WHAT THE EXERCISE ASKS: The lines to copy are those in the records below that hold the word "grass".

------------------------------------

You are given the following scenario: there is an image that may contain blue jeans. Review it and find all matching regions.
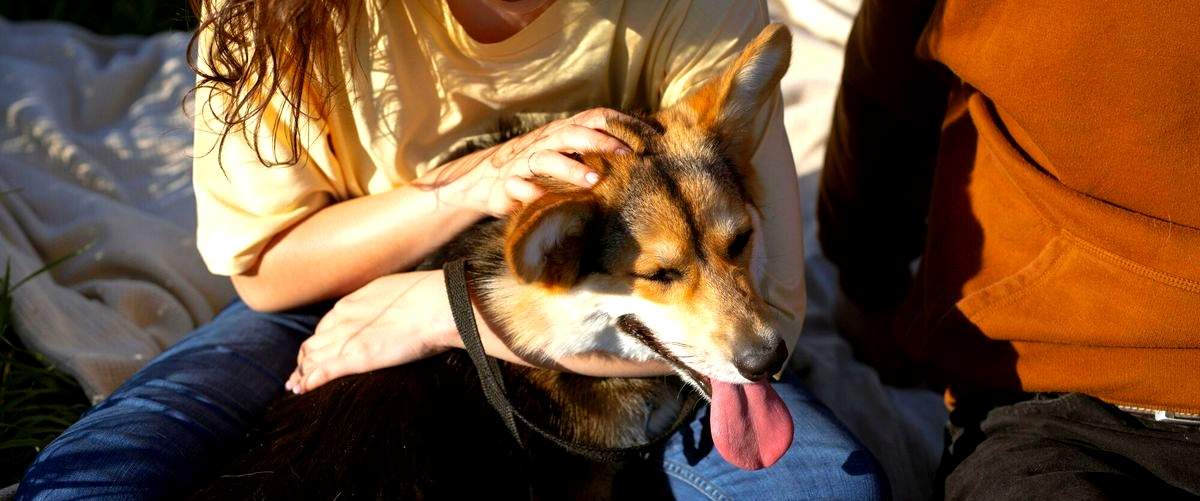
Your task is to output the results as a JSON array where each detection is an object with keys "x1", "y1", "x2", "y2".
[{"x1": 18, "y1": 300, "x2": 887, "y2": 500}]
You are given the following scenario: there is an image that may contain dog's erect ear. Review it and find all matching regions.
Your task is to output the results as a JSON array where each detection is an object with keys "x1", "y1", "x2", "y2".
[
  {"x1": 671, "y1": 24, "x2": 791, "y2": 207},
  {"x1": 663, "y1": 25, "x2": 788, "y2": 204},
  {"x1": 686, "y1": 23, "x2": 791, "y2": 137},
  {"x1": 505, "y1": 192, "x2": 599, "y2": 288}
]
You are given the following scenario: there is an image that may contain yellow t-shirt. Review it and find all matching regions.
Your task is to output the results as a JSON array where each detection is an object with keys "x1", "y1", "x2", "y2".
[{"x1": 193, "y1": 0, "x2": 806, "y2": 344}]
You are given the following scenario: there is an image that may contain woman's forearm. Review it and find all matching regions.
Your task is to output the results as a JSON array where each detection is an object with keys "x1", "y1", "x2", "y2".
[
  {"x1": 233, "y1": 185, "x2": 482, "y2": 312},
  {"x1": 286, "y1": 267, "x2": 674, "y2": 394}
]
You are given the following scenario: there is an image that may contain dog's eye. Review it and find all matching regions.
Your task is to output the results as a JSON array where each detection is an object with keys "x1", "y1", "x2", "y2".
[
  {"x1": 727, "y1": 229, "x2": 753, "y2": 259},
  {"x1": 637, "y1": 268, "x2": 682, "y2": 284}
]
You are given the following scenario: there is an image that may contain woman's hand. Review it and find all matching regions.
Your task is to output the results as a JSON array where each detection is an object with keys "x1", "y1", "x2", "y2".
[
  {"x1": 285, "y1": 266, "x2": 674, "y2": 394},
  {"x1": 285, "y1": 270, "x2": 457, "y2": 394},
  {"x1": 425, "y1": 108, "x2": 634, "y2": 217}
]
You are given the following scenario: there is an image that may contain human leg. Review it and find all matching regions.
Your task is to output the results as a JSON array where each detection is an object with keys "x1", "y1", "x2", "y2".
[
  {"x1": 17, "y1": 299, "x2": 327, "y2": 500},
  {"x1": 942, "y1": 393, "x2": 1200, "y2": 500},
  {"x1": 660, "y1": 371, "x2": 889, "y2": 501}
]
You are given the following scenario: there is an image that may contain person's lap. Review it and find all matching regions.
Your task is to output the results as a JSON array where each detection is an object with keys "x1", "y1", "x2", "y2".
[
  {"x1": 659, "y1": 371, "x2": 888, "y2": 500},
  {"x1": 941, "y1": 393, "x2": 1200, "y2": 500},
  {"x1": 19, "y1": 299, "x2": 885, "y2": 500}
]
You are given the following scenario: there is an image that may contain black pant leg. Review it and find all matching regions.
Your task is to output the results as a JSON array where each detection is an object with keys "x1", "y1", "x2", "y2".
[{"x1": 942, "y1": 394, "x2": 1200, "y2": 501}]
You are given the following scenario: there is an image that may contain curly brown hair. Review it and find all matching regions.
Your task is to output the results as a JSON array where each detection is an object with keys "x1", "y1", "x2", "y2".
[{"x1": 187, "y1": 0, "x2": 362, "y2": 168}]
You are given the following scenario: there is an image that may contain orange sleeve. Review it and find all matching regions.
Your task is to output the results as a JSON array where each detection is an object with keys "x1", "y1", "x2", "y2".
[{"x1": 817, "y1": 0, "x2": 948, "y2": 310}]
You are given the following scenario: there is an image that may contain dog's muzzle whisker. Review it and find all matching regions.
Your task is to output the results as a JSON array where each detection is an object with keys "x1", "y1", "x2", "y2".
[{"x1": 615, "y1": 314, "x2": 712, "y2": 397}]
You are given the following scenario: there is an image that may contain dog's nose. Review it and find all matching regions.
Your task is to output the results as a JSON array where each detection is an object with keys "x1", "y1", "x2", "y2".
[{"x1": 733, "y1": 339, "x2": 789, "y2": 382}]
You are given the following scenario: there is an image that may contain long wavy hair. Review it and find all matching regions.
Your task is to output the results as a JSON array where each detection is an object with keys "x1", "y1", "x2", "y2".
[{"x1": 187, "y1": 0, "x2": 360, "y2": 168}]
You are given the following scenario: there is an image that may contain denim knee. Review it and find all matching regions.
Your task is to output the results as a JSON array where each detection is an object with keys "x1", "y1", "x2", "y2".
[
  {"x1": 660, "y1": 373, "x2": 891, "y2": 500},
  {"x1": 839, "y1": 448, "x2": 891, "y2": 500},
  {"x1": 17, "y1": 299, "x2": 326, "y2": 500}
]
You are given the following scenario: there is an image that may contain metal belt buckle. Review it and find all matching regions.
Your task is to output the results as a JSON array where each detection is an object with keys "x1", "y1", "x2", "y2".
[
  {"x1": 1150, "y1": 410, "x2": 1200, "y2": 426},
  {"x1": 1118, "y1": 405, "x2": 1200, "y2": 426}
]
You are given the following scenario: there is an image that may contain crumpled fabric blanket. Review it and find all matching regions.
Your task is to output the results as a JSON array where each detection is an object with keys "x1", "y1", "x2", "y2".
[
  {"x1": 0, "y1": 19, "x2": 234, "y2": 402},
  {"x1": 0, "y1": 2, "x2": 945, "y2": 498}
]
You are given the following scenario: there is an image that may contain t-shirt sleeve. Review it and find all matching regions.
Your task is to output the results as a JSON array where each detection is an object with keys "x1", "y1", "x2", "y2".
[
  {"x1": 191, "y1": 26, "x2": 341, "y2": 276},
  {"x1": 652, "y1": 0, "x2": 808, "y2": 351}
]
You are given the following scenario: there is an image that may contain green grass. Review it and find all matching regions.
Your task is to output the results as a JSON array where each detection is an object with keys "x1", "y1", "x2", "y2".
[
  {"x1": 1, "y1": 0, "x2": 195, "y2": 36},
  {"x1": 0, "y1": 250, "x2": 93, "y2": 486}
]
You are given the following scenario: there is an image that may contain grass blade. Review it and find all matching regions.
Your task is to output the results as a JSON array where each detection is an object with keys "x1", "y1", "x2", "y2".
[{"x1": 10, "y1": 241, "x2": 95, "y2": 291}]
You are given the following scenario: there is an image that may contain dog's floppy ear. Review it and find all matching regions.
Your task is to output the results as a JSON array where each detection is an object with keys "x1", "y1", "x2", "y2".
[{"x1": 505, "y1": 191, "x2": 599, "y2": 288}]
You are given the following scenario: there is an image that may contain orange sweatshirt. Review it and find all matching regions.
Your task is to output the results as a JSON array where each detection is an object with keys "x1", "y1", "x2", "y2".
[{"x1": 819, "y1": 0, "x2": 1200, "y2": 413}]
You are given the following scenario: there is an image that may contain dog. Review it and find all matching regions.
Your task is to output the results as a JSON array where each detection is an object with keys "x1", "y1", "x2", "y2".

------------------------------------

WRITTEN REPLY:
You are given the following scenario: there is an image that may contain green grass. Review it and find all matching regions.
You are given the following scenario: there is an image that may contain grass blade. Review it and find all matching regions.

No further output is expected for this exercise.